## Job A
Duplicate the records word for word, beginning at the start of the records and stopping after the line that contains "pixel 196 425". Leave the pictures out of your answer.

## Source text
********

Australia: The Land Where Time Began

A biography of the Australian continent 

The Hunter-Bowen Supercycle¹

This Hunter-Bowen Supercycle is in the New England Orogen, and represents a convergent margin, that is east-facing, and is characterised by a continental margin arc, a forearc basin and subduction complexes to the east. In the north a backarc basin has been identified, though at the time of writing none had been identified in the south. Following convergence that occurred in the Late Devonian to Carboniferous deformation and exhumation of the subduction complex, imbricate thrusting in the forearc basin and exhumation of the arc, that the author¹ suggests may have been triggered by an intraoceanic arc being accreted that had been identified in the northern part of the New England Orogen.

********

Photo object pointing records
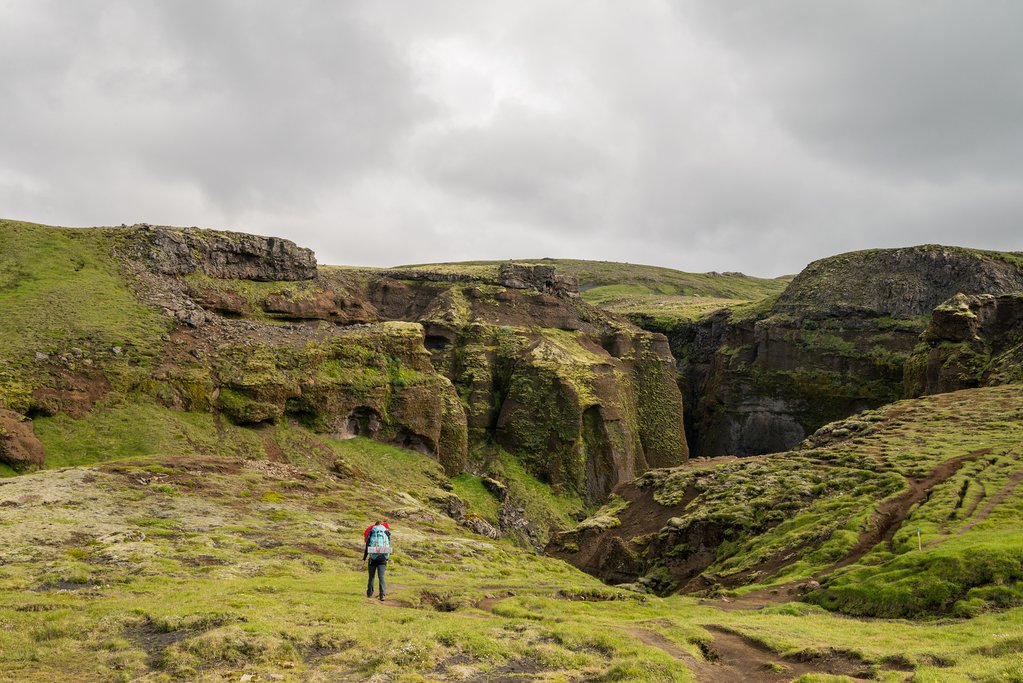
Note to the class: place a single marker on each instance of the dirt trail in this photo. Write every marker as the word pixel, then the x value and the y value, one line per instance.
pixel 885 522
pixel 995 500
pixel 731 657
pixel 894 511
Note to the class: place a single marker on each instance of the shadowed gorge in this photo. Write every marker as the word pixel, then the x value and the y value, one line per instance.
pixel 196 425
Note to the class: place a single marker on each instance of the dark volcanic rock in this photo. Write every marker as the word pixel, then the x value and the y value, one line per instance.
pixel 970 342
pixel 902 283
pixel 834 344
pixel 541 278
pixel 322 305
pixel 18 446
pixel 227 255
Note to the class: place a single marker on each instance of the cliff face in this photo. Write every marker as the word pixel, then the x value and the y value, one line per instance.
pixel 758 379
pixel 971 340
pixel 436 361
pixel 449 360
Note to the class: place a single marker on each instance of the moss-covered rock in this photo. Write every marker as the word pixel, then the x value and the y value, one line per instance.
pixel 759 378
pixel 971 340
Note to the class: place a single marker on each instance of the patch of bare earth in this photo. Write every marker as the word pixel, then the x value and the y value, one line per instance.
pixel 731 657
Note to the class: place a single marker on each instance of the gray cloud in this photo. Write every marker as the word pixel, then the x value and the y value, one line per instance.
pixel 699 135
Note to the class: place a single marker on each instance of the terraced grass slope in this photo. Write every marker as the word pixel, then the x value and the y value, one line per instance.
pixel 909 510
pixel 229 553
pixel 652 297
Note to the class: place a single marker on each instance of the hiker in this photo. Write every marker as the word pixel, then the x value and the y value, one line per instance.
pixel 365 534
pixel 377 549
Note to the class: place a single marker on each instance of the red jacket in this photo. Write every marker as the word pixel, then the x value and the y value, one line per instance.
pixel 365 534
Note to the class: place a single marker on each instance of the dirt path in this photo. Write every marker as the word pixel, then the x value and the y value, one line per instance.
pixel 893 512
pixel 885 522
pixel 994 501
pixel 731 657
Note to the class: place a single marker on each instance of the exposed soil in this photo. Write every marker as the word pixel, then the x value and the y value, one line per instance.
pixel 608 553
pixel 893 512
pixel 885 522
pixel 731 657
pixel 995 500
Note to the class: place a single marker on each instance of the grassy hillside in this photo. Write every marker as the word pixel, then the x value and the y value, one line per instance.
pixel 846 510
pixel 657 297
pixel 60 290
pixel 215 552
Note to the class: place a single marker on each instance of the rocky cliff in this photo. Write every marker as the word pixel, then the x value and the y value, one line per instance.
pixel 758 378
pixel 971 340
pixel 438 362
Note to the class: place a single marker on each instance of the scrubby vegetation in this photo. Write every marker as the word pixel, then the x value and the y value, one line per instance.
pixel 208 476
pixel 653 298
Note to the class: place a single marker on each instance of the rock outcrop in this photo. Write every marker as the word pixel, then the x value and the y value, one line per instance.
pixel 450 359
pixel 971 340
pixel 18 446
pixel 226 255
pixel 834 343
pixel 901 283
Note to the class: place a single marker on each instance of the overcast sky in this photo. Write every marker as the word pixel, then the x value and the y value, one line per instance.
pixel 753 136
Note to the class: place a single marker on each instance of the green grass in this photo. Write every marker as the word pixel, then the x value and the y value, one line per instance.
pixel 481 502
pixel 214 561
pixel 813 504
pixel 60 288
pixel 652 297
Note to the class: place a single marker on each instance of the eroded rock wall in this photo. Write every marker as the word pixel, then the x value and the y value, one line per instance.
pixel 835 343
pixel 226 255
pixel 971 340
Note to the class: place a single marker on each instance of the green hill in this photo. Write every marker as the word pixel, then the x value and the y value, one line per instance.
pixel 221 419
pixel 656 298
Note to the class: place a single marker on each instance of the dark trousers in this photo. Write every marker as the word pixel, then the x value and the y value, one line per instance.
pixel 376 568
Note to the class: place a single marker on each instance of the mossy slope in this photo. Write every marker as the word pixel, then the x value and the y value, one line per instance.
pixel 796 514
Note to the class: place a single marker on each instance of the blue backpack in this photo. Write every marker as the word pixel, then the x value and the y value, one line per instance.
pixel 380 544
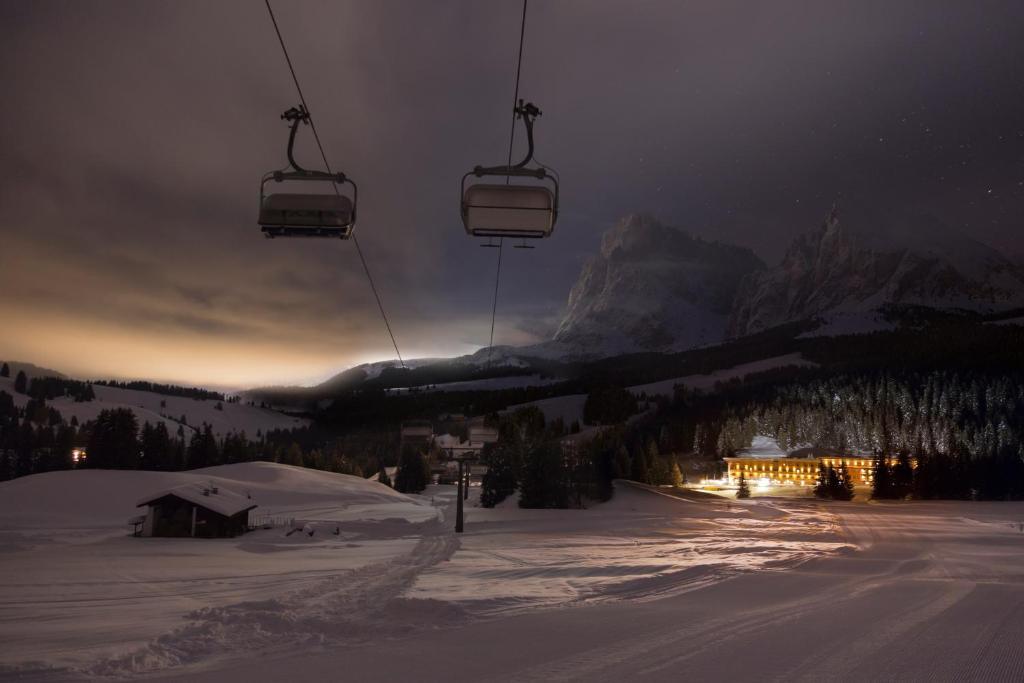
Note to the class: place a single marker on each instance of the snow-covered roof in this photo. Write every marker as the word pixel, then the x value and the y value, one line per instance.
pixel 223 502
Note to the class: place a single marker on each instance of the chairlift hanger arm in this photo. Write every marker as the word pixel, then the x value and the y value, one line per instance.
pixel 528 113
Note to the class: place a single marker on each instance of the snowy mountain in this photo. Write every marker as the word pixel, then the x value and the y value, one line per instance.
pixel 651 288
pixel 852 267
pixel 172 411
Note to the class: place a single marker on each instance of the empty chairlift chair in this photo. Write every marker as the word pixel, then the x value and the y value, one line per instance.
pixel 305 215
pixel 512 210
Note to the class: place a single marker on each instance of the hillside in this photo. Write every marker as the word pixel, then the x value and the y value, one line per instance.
pixel 154 408
pixel 854 267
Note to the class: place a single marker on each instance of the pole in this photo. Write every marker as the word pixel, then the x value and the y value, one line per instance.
pixel 458 512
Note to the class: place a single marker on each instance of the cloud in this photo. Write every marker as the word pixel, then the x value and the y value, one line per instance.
pixel 135 135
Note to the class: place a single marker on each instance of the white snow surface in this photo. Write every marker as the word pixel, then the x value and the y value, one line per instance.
pixel 708 382
pixel 146 407
pixel 762 446
pixel 925 591
pixel 567 408
pixel 654 583
pixel 77 592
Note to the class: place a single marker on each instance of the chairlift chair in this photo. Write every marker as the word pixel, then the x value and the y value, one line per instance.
pixel 305 215
pixel 518 211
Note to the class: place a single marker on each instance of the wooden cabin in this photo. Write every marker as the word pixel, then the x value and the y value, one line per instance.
pixel 197 510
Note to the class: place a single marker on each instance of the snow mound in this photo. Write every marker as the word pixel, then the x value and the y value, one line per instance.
pixel 105 499
pixel 154 408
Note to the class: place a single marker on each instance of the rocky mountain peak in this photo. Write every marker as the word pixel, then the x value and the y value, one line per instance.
pixel 652 287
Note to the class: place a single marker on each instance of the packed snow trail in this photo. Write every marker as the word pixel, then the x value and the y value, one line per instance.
pixel 934 592
pixel 359 605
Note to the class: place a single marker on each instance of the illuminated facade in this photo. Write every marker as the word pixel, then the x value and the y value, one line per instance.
pixel 798 471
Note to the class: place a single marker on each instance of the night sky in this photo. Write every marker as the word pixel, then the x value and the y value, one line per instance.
pixel 134 135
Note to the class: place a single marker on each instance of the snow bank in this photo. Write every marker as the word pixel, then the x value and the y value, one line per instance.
pixel 639 546
pixel 76 591
pixel 154 408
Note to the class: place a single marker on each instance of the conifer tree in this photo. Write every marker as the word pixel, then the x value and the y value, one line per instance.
pixel 114 439
pixel 676 475
pixel 500 479
pixel 413 473
pixel 882 477
pixel 902 475
pixel 823 486
pixel 743 491
pixel 638 469
pixel 844 484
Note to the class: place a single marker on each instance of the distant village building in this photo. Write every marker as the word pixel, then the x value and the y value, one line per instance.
pixel 196 510
pixel 798 471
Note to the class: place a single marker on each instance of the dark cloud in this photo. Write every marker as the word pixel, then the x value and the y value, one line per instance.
pixel 134 135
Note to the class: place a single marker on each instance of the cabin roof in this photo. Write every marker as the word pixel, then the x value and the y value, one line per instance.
pixel 223 502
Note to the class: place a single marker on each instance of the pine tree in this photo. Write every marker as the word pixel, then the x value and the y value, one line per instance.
pixel 676 475
pixel 823 486
pixel 500 479
pixel 545 477
pixel 902 475
pixel 638 468
pixel 882 478
pixel 114 439
pixel 413 474
pixel 844 484
pixel 743 491
pixel 203 449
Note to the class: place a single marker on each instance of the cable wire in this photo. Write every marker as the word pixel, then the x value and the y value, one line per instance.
pixel 327 164
pixel 508 179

********

## Job B
Set down the part of the Hunter-Bowen Supercycle text that begins at the words "A biography of" and stops after "New England Orogen.", copying it word for word.

## Solution A
Note to the class: place a single marker on each instance of the dirt trail in this photo. Write every marker as the word pixel, then the x value and the y value, one line per instance.
pixel 885 522
pixel 995 500
pixel 731 657
pixel 894 511
Note to the class: place a single marker on each instance of the shadowed gorge in this photo. Write every marker as the word pixel, then the x value and the y value, one line per instance.
pixel 196 425

## Solution B
A biography of the Australian continent 

The Hunter-Bowen Supercycle¹

This Hunter-Bowen Supercycle is in the New England Orogen, and represents a convergent margin, that is east-facing, and is characterised by a continental margin arc, a forearc basin and subduction complexes to the east. In the north a backarc basin has been identified, though at the time of writing none had been identified in the south. Following convergence that occurred in the Late Devonian to Carboniferous deformation and exhumation of the subduction complex, imbricate thrusting in the forearc basin and exhumation of the arc, that the author¹ suggests may have been triggered by an intraoceanic arc being accreted that had been identified in the northern part of the New England Orogen.